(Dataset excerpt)
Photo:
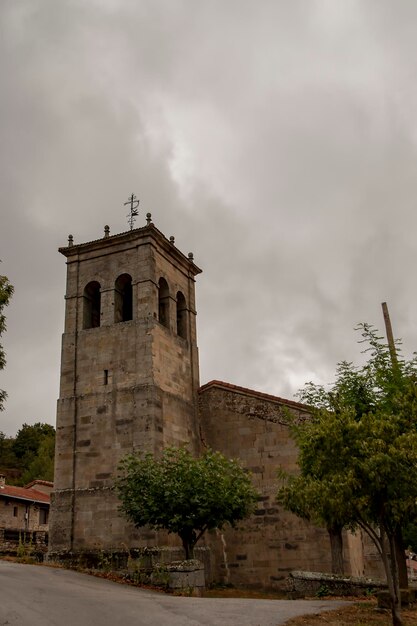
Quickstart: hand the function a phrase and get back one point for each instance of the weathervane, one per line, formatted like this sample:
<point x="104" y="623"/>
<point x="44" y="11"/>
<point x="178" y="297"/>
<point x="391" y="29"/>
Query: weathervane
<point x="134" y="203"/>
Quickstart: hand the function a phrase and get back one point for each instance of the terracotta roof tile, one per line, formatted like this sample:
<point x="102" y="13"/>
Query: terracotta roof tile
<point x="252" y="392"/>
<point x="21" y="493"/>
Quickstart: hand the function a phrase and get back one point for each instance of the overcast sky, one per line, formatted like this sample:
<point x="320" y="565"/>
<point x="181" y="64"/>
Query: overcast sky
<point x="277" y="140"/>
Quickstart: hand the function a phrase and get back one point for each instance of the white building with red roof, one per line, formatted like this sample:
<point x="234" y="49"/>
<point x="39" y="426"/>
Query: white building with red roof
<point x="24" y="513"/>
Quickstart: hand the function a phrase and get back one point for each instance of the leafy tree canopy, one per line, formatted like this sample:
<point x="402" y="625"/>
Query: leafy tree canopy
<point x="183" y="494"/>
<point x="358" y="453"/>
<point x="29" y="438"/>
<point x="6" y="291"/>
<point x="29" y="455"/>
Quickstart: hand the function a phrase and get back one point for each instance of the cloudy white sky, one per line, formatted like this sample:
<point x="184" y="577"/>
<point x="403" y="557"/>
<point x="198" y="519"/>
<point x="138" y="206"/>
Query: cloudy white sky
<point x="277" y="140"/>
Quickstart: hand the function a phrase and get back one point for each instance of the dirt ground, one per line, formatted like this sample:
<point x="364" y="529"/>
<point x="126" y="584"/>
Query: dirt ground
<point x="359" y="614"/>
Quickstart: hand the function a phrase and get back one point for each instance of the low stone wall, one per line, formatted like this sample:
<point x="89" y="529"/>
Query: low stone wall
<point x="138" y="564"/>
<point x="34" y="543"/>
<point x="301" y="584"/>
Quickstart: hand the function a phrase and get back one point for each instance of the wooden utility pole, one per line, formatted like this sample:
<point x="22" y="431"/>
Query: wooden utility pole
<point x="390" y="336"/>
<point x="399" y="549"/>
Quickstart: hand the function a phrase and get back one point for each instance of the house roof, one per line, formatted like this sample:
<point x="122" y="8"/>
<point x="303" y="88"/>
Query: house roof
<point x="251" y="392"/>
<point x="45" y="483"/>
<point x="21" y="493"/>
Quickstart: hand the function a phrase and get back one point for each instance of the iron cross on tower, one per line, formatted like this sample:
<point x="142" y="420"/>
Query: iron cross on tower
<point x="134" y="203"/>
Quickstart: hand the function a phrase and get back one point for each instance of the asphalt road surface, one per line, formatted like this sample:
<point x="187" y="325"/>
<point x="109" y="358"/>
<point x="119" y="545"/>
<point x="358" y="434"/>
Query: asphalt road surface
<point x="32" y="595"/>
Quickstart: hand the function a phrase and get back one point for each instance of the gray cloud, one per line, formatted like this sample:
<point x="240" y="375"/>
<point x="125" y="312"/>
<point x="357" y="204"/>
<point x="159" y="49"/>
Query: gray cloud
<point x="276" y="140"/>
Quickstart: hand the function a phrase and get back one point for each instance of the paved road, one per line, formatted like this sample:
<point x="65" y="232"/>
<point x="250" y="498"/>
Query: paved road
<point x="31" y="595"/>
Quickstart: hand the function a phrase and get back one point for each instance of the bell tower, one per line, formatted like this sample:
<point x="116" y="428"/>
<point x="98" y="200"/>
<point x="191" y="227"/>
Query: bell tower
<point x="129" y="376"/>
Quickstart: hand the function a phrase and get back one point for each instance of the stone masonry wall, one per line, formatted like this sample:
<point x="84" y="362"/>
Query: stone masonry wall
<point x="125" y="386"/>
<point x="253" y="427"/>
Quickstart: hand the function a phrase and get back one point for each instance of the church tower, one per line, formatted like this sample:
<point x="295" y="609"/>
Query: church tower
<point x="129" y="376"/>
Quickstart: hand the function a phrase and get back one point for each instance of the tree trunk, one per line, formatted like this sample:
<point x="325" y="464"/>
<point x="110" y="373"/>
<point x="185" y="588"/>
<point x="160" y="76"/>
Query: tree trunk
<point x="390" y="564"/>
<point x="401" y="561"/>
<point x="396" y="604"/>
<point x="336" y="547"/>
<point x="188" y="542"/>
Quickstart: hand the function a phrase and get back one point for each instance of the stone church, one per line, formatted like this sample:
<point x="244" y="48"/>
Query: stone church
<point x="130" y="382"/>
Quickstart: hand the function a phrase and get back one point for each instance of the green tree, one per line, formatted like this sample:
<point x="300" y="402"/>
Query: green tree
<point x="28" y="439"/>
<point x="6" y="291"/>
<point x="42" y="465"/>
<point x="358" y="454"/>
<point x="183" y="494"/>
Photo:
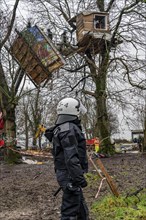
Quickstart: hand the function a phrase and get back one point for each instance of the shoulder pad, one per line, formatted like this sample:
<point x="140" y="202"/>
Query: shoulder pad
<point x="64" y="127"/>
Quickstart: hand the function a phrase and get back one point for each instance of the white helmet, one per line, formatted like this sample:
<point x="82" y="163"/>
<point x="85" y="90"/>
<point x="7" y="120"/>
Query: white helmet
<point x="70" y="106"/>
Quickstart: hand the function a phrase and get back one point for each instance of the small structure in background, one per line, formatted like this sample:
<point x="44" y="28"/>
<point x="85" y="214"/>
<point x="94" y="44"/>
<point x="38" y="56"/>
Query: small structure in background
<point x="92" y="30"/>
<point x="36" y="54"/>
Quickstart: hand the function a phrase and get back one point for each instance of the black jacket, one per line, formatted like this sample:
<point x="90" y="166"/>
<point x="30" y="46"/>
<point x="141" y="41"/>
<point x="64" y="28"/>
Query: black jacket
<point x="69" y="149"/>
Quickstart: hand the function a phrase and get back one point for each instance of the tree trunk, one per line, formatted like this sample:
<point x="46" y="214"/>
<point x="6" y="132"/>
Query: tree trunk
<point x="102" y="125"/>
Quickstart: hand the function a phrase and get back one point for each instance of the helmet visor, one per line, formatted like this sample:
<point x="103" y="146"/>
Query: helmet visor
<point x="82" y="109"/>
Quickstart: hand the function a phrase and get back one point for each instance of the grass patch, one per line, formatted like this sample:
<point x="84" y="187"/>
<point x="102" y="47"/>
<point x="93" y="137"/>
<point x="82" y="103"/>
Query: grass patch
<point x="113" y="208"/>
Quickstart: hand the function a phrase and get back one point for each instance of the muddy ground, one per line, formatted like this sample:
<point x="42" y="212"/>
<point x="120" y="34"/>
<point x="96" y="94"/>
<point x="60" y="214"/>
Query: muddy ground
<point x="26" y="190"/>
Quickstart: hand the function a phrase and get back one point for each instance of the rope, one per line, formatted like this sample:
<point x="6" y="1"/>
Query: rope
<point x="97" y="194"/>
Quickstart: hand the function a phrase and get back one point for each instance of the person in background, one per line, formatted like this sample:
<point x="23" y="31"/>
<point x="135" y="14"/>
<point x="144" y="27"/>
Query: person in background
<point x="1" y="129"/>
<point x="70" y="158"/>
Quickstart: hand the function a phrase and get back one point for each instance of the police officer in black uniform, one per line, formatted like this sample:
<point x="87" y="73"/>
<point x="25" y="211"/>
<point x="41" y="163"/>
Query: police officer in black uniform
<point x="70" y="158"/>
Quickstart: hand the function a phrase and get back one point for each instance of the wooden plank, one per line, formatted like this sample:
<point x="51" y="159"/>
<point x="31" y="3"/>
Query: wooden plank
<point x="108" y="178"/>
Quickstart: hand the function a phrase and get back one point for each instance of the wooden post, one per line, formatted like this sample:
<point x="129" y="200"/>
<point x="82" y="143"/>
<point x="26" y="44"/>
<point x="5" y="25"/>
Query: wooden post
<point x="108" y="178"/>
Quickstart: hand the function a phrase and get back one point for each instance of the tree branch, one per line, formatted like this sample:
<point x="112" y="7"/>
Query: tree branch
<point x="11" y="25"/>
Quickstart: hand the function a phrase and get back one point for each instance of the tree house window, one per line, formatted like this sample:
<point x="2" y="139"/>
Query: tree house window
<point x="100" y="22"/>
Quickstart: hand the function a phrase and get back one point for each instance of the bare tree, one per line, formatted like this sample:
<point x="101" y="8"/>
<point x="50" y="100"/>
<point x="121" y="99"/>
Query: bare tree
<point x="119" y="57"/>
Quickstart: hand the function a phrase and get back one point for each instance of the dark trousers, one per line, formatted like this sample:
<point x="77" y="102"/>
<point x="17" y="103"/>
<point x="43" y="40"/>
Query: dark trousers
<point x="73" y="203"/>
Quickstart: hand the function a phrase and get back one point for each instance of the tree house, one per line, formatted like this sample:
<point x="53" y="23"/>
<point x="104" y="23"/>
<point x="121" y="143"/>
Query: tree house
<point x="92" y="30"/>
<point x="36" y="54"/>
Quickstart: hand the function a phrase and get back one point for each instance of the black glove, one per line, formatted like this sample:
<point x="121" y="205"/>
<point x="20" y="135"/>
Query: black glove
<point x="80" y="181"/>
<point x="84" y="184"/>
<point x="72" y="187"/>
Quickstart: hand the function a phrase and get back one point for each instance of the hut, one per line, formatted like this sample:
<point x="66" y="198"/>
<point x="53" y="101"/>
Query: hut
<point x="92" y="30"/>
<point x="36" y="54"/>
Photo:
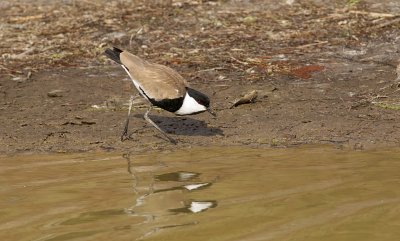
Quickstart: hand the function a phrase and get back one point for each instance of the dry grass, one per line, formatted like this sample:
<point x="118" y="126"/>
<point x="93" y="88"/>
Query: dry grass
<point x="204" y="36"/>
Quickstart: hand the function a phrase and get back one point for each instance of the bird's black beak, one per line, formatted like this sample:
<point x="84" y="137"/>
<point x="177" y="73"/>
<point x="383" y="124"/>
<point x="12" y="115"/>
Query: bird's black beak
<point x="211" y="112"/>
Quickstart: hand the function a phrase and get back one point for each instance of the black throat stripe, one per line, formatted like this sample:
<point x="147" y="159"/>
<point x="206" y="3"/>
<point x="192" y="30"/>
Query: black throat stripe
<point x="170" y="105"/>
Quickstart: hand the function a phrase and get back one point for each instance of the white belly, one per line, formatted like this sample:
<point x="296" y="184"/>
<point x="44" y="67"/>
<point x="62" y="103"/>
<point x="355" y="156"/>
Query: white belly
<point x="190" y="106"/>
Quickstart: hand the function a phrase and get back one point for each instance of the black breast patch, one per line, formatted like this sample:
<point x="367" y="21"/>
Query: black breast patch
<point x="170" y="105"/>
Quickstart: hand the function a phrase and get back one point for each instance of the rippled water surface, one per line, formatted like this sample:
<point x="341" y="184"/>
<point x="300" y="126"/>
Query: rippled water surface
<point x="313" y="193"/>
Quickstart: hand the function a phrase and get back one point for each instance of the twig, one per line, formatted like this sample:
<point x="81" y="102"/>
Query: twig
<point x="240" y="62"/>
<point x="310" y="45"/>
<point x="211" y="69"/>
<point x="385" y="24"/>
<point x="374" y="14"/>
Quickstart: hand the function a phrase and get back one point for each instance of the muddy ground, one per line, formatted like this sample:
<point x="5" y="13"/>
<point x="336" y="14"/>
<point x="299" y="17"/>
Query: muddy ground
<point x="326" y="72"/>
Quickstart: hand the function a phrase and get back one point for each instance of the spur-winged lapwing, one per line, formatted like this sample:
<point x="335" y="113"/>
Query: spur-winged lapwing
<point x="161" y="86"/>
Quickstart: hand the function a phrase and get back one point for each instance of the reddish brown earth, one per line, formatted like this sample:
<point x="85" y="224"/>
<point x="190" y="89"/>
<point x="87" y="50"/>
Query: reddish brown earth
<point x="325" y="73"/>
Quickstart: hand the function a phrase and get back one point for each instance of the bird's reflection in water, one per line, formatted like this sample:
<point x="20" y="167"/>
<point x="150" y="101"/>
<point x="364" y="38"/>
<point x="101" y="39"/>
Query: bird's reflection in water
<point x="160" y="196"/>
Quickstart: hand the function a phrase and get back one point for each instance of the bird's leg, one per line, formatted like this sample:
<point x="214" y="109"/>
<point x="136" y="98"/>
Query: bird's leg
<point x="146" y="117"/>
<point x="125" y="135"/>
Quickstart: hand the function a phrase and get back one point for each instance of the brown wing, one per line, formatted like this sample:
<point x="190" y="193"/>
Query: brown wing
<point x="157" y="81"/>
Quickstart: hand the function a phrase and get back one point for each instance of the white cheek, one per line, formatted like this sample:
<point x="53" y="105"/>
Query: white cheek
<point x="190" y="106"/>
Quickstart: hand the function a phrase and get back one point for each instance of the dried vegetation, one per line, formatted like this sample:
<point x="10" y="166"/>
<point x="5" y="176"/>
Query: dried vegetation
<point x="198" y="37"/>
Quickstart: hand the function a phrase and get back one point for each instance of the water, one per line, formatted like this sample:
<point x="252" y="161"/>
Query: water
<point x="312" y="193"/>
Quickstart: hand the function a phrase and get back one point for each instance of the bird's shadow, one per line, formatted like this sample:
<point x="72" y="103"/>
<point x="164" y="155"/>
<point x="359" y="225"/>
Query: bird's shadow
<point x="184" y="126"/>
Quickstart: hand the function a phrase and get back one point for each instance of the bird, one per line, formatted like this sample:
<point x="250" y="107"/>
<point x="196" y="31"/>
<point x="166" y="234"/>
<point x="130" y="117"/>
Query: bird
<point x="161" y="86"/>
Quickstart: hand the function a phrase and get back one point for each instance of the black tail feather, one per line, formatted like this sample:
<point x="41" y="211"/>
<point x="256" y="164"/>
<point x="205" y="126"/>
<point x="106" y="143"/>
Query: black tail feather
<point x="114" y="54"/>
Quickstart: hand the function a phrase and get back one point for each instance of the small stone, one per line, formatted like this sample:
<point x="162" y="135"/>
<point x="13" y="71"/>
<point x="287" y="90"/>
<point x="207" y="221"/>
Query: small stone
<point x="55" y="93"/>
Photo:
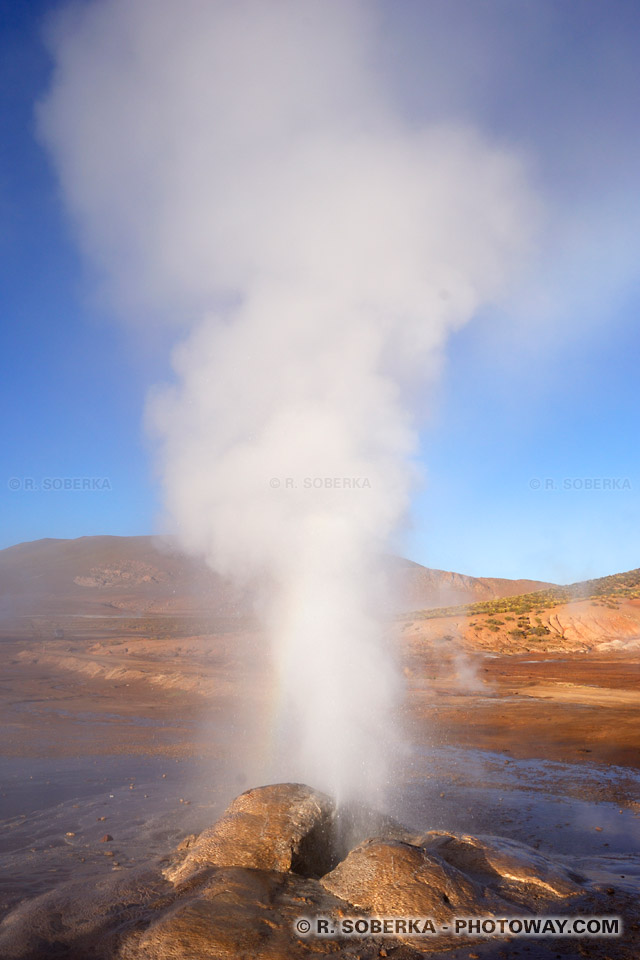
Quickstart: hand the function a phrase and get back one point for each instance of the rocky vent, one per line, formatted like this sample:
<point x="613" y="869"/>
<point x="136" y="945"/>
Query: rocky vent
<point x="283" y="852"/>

→ **Problem to work on**
Turn the stretch from the line containing "the bird, one" through the end of the records into a Markdown table with the columns Row and Line. Give a row number and one line per row, skip blank lines, and leave the pictures out.

→ **Result of the task**
| Row | Line |
|---|---|
| 1 | Quickstart: hand the function a phrase and get back one point for each instance of the bird, one per line, formatted like this sample: |
| 2 | <point x="250" y="107"/> |
| 3 | <point x="196" y="31"/> |
| 4 | <point x="166" y="234"/> |
| 5 | <point x="130" y="117"/> |
| 6 | Query: bird |
| 7 | <point x="161" y="86"/> |
| 8 | Quickstart: hand the function a phrase and get back one point for each instance of the black tail feather, one per line, formatted like this sample: |
| 9 | <point x="41" y="211"/> |
| 10 | <point x="256" y="164"/> |
| 11 | <point x="205" y="126"/> |
| 12 | <point x="106" y="143"/> |
| 13 | Query: black tail feather |
| 14 | <point x="114" y="54"/> |
| 15 | Quickstart: hand the function a phrase and get back one point for each instance of the small stone, one per line, formatted like this sample: |
| 16 | <point x="162" y="135"/> |
| 17 | <point x="13" y="71"/> |
| 18 | <point x="287" y="90"/> |
| 19 | <point x="207" y="221"/> |
| 20 | Query: small stone |
| 21 | <point x="55" y="93"/> |
| 22 | Photo: |
| 23 | Quickstart: hand the function a phrase and get back one point for each instance of the rocky vent, one per line, formatted like this sample: |
| 24 | <point x="613" y="869"/> |
| 25 | <point x="136" y="945"/> |
| 26 | Query: rocky vent |
| 27 | <point x="283" y="852"/> |